What you have to do: Can you write out the whole listing exactly?

Stored records:
----------

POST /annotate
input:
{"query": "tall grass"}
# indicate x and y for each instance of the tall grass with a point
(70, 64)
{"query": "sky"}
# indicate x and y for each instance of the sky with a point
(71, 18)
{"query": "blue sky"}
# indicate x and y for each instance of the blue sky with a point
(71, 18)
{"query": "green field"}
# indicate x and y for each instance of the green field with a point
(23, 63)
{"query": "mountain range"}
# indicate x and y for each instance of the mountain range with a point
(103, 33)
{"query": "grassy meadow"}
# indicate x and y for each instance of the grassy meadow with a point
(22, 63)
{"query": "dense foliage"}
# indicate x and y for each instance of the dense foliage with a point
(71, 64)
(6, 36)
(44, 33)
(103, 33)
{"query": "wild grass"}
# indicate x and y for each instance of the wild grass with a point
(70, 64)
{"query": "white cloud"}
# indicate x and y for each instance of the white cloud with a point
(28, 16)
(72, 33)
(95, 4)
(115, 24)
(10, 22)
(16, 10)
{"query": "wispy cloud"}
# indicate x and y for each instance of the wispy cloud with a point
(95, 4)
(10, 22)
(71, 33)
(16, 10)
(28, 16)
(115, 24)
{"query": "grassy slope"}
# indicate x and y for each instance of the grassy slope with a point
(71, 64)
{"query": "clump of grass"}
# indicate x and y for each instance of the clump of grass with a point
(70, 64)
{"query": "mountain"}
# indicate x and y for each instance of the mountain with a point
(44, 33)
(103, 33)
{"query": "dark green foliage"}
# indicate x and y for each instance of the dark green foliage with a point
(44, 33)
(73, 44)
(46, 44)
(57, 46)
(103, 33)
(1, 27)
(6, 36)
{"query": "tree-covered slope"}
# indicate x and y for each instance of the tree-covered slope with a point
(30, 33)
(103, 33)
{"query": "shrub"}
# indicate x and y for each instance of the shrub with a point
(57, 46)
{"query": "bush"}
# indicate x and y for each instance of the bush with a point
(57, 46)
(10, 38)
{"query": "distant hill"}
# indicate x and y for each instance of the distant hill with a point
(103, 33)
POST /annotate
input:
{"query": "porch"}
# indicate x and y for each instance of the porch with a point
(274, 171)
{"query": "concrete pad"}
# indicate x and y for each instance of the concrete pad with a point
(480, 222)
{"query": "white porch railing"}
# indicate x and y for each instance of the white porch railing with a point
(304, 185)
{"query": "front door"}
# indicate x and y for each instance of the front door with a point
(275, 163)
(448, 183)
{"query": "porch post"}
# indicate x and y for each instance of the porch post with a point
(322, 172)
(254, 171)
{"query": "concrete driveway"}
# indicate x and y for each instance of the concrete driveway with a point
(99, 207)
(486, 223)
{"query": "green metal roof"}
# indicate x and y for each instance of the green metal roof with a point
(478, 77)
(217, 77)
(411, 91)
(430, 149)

----------

Exercise output:
POST /annotate
input:
{"query": "tall grass"}
# indicate x and y for each instance of the tall grass with a point
(70, 64)
{"query": "sky"}
# indicate x and y for each instance of the sky with a point
(71, 18)
{"query": "blue sky"}
# indicate x and y for each instance of the blue sky with a point
(71, 18)
{"query": "green field"}
# indicate x and y for each instance of the green field with a point
(23, 63)
{"query": "mountain range"}
# indicate x and y for each instance of the mountain range with a point
(103, 33)
{"query": "grassy meadow"}
# indicate x and y for each instance of the grassy meadow with a point
(22, 63)
{"query": "dense foliage"}
# indicate x and y for each instance of the dense foliage with a point
(71, 64)
(6, 36)
(44, 33)
(103, 33)
{"query": "wild grass"}
# indicate x and y for each instance of the wild grass with a point
(70, 64)
{"query": "white cloud"}
# indicate x and y for each instance of the white cloud with a point
(28, 16)
(72, 33)
(95, 4)
(115, 24)
(10, 22)
(16, 10)
{"query": "wispy cloud"}
# indicate x and y for each instance of the wispy cloud with a point
(95, 4)
(10, 22)
(71, 33)
(16, 10)
(28, 16)
(115, 24)
{"query": "grassy slope"}
# indicate x and y for each instance of the grassy slope with a point
(71, 64)
{"query": "clump of grass"}
# indicate x and y for each instance of the clump of grass with a point
(70, 64)
{"query": "mountain"}
# indicate x and y for each instance of the mountain with a point
(44, 33)
(103, 33)
{"query": "dark green foliage"}
# indicate x and y for each instance of the dark green foliage with a point
(44, 33)
(73, 44)
(46, 44)
(57, 46)
(103, 33)
(1, 27)
(6, 36)
{"query": "tree-covered slope"}
# indicate x and y for each instance of the tree-covered slope with a point
(30, 33)
(103, 33)
{"query": "shrub"}
# indicate x and y for each instance of the shrub with a point
(57, 46)
{"query": "bush"}
# indicate x and y for each instance of the bush with a point
(57, 46)
(10, 38)
{"query": "distant hill"}
# indicate x and y for each instance of the distant hill with a point
(103, 33)
POST /annotate
input:
{"query": "porch"}
# indicate x and y for each instance of the porch with a point
(274, 171)
{"query": "concrete pad"}
# indicate x and y for each instance of the concrete pad with a point
(480, 222)
{"query": "white porch railing"}
# indicate x and y for each instance of the white porch railing with a point
(304, 185)
{"query": "front door"}
# indicate x and y for each instance of the front door with a point
(275, 163)
(448, 183)
{"query": "porch post"}
# indicate x and y for each instance of the porch post with a point
(322, 172)
(254, 171)
{"query": "concrete driveway"}
# indicate x and y for each instance of the concrete driveway with a point
(99, 207)
(486, 223)
{"query": "green metal roof"}
# indicate x and y for each instance of the green metal roof with a point
(478, 77)
(217, 77)
(411, 91)
(430, 149)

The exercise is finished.